• _Source material_:
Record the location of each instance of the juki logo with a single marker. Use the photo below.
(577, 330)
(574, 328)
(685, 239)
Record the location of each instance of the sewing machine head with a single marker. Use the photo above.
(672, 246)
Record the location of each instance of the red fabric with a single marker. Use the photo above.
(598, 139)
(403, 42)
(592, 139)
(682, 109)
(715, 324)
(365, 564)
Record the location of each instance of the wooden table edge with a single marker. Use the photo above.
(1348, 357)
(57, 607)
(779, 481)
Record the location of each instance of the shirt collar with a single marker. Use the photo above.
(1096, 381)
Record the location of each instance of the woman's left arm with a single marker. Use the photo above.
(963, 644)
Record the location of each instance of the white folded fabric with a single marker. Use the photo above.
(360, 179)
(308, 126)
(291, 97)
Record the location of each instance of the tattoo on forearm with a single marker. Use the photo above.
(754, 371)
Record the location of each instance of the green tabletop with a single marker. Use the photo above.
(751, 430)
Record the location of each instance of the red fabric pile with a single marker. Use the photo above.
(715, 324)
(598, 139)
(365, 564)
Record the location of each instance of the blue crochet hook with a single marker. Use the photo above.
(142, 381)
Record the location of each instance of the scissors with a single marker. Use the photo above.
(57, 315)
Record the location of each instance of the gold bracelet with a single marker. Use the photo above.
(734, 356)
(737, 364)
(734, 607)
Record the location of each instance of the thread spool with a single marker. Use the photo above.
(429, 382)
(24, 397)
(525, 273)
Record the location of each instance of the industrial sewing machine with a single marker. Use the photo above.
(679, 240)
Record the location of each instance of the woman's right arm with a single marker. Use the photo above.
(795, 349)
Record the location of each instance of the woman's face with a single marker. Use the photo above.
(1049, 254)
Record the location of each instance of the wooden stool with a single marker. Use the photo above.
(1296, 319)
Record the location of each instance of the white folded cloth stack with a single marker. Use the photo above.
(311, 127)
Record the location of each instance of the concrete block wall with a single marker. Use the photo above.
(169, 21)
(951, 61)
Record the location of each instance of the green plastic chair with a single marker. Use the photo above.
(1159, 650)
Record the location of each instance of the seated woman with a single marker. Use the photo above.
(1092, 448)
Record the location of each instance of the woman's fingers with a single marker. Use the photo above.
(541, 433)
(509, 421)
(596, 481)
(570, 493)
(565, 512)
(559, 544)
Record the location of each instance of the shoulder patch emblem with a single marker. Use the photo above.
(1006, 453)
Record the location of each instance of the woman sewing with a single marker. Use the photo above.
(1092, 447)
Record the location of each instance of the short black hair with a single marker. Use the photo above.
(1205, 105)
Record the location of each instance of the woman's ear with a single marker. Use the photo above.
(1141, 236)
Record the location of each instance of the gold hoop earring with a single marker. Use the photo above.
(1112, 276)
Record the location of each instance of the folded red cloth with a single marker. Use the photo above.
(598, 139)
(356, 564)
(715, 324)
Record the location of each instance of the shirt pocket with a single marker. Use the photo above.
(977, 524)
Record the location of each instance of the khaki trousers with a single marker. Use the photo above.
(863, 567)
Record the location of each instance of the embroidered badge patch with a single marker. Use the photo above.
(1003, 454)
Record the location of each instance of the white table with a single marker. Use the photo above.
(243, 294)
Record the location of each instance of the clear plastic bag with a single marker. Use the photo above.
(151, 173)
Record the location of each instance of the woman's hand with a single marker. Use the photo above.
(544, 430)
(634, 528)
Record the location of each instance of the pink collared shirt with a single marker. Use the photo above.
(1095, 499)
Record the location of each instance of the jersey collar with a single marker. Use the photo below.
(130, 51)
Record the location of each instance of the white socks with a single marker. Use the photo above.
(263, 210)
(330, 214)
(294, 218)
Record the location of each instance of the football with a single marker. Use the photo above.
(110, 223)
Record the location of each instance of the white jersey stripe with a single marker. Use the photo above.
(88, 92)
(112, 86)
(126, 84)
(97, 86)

• _Assignment_:
Everything in the listing needs to be duplicated exactly, line for line.

• _Task solution_:
Record the location of each instance of the juki logo with a single marker. Use the photo below.
(577, 330)
(574, 328)
(685, 239)
Record the location of each instance of the sewing machine head with a single marker. Use the photo above.
(672, 246)
Record the location of each instance of the red fabric with a single marker. Use the photo above.
(598, 139)
(403, 42)
(592, 139)
(682, 109)
(715, 324)
(365, 564)
Record the location of each instance of the wooden table edge with a single marker. Use the photo above.
(1348, 357)
(57, 607)
(779, 481)
Record the location of each instance of the shirt collar with a single marker. Use the photo above.
(1096, 381)
Record the location of each instance of the woman's left arm with a single marker. Use the photo above.
(963, 644)
Record the location of each instance of the white folded fabric with a single marker. Use the photo above.
(360, 179)
(308, 126)
(291, 97)
Record the location of each instance of the tattoo on forearm with a single marker. Use the photo above.
(754, 371)
Record the location of each instance of the green tabletop with a single marker. Use the photo above.
(751, 430)
Record the location of each instance of the red fabric pile with a single marker. Use the photo above.
(715, 324)
(598, 139)
(365, 564)
Record the location of each instance of the blue crochet hook with a single marker. Use the photo above.
(142, 381)
Record the location of each instance of the scissors with a single marker. Use the photo above.
(57, 315)
Record the location of each instance of the gold bracelet with a single marker. Use the photo above.
(734, 356)
(737, 364)
(734, 607)
Record the location of each instance of the thread spool with a single marker. Use the photo above.
(429, 382)
(24, 397)
(525, 273)
Record the location of each instance of the industrial sewing machine with a single marker. Use the photo above.
(679, 240)
Record the location of each instance of the woman's right arm with a single marker. Use the photo above.
(795, 349)
Record the location of each instance of the woman's face with a single marker. Use the photo above.
(1049, 254)
Record the location of each instance of the wooden stool with a single marker. Use the photo above.
(1296, 319)
Record the location of each instance of the white folded cloth stack with a single marker. Use the photo above.
(311, 127)
Record the location of each instance of the concrete block wall with a single marker. Use the photo above.
(169, 21)
(951, 61)
Record the location of each instance of the green plastic chair with a single marker. Use the photo above.
(1159, 650)
Record the location of each instance of the seated woman with a single marker. Use the photo above.
(1092, 448)
Record the location of each instance of the woman's fingers with a single marker. Use the photo above.
(541, 433)
(509, 421)
(596, 481)
(570, 493)
(565, 512)
(559, 544)
Record the location of each instance of the shoulder patch emblem with a single marker. Use the photo above.
(1006, 453)
Record the location of each instance of the woman sewing with a single marker. Use the photo above.
(1092, 447)
Record the location of each instance of the short black hair with a single marker. Use the photo above.
(1205, 105)
Record the location of each instance of the woman's ear with a single marker. Use the photo above.
(1141, 236)
Record the location of each instance of the gold hoop earring with a single marker. Use the photo above.
(1112, 276)
Record the location of each instance of the folded red cloth with a single marker. Use the photo above.
(598, 139)
(356, 564)
(715, 324)
Record the location of each instance of the shirt pocket with a single marker. Use the photo above.
(977, 524)
Record the location of each instance of the khaki trousers with a single marker. Use the photo above.
(863, 567)
Record the location of each instance of the embroidered badge patch with a single marker. Use the photo above.
(1003, 454)
Record the location of each instance of the white table with a single marker. Use the photo above.
(243, 294)
Record the location of each instance of the clear plastic bag with a single marker. Use the photo above.
(151, 173)
Record the location of each instance of the woman's hand with a single marker. Use the photo above.
(544, 430)
(634, 528)
Record the location of each instance of the pink collared shirt with a single marker. Use the photo above.
(1095, 499)
Record the location of each instance of the jersey collar with a single marker. Use the photo below.
(130, 51)
Record the location of each instance of the white socks with a single marker. Use the photo above.
(263, 210)
(330, 214)
(294, 218)
Record the location of each instance of the football with a single marker. Use the photo above.
(110, 223)
Record the location of each instance of the white jersey stripe with a single marker. Use the photo above.
(88, 92)
(112, 86)
(126, 84)
(97, 86)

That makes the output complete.